**TASK OBJECTIVE:**
Beginning at the line containing "Target: raised arm" and continuing to the end of the records below, give each line again exactly as it stands, and only those lines.

**GIVEN DATA:**
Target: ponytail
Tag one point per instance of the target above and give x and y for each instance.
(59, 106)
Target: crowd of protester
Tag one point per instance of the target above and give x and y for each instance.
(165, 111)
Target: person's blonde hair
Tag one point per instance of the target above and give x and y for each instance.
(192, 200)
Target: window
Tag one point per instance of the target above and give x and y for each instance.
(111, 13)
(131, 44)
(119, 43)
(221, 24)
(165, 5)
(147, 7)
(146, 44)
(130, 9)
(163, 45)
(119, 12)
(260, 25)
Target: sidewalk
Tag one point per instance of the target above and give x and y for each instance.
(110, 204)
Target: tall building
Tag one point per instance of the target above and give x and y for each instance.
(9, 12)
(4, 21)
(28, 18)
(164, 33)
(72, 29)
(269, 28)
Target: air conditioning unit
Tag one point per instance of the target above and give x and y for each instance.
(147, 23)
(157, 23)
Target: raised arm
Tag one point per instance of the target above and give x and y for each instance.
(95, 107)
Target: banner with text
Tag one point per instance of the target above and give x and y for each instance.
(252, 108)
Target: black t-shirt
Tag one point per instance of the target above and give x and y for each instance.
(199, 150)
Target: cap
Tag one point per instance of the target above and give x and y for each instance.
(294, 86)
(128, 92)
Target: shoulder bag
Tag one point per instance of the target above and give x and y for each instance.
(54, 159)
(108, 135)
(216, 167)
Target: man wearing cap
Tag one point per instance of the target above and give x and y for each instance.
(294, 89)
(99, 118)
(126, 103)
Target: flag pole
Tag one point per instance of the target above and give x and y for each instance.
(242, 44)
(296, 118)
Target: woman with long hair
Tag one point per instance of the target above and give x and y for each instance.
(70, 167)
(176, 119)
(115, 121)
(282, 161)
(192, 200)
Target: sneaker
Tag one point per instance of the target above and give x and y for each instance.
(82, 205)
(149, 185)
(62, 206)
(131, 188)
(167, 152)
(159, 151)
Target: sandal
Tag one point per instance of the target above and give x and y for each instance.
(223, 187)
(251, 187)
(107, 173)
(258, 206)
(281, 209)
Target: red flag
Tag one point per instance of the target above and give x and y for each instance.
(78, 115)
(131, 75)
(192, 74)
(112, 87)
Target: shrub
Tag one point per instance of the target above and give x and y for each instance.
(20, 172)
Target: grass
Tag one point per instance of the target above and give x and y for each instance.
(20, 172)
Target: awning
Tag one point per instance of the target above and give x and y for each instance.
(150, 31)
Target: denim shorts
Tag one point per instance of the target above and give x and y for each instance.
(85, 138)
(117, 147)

**EXERCISE SOLUTION:**
Target: raised arm
Tag one point per instance of the target above and give x and y for each instance.
(95, 107)
Target: banner with text
Tag one point per instance of the target above and give x and y for each instance.
(252, 108)
Target: black t-shirt
Tag one point per instance of the target above and give x and y for each instance.
(199, 150)
Target: cap
Tag one point per instance of the target above and give x and y for each instance.
(294, 86)
(128, 92)
Target: shoulder bag
Tag one point per instance of the target above and give x and y for each instance.
(54, 159)
(108, 135)
(216, 167)
Target: man wearing cap
Tag one point per instance of the target above and give x and y for each instance.
(294, 89)
(99, 118)
(126, 103)
Target: flag pole
Tag one point per instance of the target above and give x and y for each instance.
(242, 44)
(296, 118)
Target: woman with long hair
Tag one point per instance of the target above and give x and y for each instance.
(70, 167)
(176, 119)
(115, 121)
(282, 161)
(192, 200)
Target: sneaker
Tag one point per instance of the target above and give x and y for each instance.
(82, 205)
(149, 185)
(62, 206)
(131, 188)
(167, 152)
(159, 151)
Target: sandal
Tag one point per instance of the target above and give x and y for each instance.
(223, 187)
(251, 187)
(107, 173)
(258, 206)
(281, 209)
Target: red flag
Tag one point per instance of the target above and give x and y for each instance.
(78, 115)
(131, 75)
(192, 74)
(112, 87)
Target: shrub
Tag one point per instance of the target above and give x and y for each instance.
(20, 172)
Target: grass
Tag one point per instance of the target above and give x and y for each instance.
(20, 172)
Target: awning
Tag one point per instance of the target above and give x and y for each instance.
(150, 31)
Target: denim shorts
Tag one point per instance of the target above and give x and y for each instance.
(85, 138)
(117, 147)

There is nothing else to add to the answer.